PROBLEM REQUIREMENTS. Reproduce the records exactly through the line with "Format sample: x=260, y=133".

#### STORED DATA

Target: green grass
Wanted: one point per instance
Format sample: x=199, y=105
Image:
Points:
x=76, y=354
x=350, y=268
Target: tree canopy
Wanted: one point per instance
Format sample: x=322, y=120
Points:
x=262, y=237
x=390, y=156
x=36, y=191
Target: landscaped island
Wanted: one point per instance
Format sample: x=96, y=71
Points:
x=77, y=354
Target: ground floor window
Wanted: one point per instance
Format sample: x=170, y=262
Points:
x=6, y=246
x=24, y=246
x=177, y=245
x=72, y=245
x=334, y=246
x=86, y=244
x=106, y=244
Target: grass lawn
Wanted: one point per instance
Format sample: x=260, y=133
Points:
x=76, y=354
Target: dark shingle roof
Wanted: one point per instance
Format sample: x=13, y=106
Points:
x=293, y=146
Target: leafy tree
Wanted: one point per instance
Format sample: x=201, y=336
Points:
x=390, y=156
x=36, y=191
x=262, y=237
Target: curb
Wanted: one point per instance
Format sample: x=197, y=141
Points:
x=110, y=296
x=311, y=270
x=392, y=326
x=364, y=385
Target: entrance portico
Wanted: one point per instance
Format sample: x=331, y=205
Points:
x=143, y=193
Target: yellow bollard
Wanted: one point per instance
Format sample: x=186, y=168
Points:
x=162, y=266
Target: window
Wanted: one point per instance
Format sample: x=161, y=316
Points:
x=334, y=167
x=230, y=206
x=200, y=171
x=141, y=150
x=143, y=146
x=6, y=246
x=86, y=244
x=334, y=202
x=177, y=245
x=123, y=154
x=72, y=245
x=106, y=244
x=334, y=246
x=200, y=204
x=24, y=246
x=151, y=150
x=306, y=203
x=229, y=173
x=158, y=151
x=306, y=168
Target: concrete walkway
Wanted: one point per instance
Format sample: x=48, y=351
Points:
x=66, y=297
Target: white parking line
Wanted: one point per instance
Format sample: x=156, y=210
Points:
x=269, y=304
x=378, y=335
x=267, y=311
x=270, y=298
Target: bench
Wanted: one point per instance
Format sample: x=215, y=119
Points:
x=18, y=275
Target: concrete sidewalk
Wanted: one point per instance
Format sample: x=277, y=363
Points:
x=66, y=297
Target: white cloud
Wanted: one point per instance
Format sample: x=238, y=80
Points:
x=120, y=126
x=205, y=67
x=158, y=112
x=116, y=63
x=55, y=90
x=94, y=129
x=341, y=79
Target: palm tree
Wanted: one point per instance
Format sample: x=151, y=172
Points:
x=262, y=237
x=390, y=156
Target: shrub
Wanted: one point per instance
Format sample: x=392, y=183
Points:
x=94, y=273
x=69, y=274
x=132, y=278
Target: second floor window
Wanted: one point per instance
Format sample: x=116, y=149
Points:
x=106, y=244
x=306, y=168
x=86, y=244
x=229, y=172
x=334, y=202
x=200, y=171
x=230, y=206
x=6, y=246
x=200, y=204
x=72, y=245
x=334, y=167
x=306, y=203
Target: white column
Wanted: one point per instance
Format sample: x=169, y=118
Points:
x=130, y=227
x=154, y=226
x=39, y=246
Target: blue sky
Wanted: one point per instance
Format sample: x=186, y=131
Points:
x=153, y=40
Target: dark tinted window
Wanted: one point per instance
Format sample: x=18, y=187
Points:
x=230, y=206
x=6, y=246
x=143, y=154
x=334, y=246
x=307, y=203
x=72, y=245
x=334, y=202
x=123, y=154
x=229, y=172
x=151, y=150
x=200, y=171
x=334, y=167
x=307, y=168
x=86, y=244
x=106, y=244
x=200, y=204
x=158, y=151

########

TASK ANSWER.
Target: green grass
Wanted: one point per instance
Format sample: x=199, y=105
Image:
Points:
x=76, y=354
x=350, y=268
Target: tree canopy
Wanted: one point per instance
Format sample: x=322, y=120
Points:
x=262, y=237
x=390, y=156
x=36, y=191
Target: landscaped island
Wanted: one point per instance
Format sample: x=96, y=71
Points:
x=77, y=354
Target: ground floor window
Wanted: one point per instance
Format sample: x=170, y=262
Points:
x=6, y=246
x=24, y=246
x=177, y=245
x=72, y=245
x=334, y=246
x=86, y=244
x=106, y=244
Target: grass lawn
Wanted: one point per instance
Format sample: x=260, y=133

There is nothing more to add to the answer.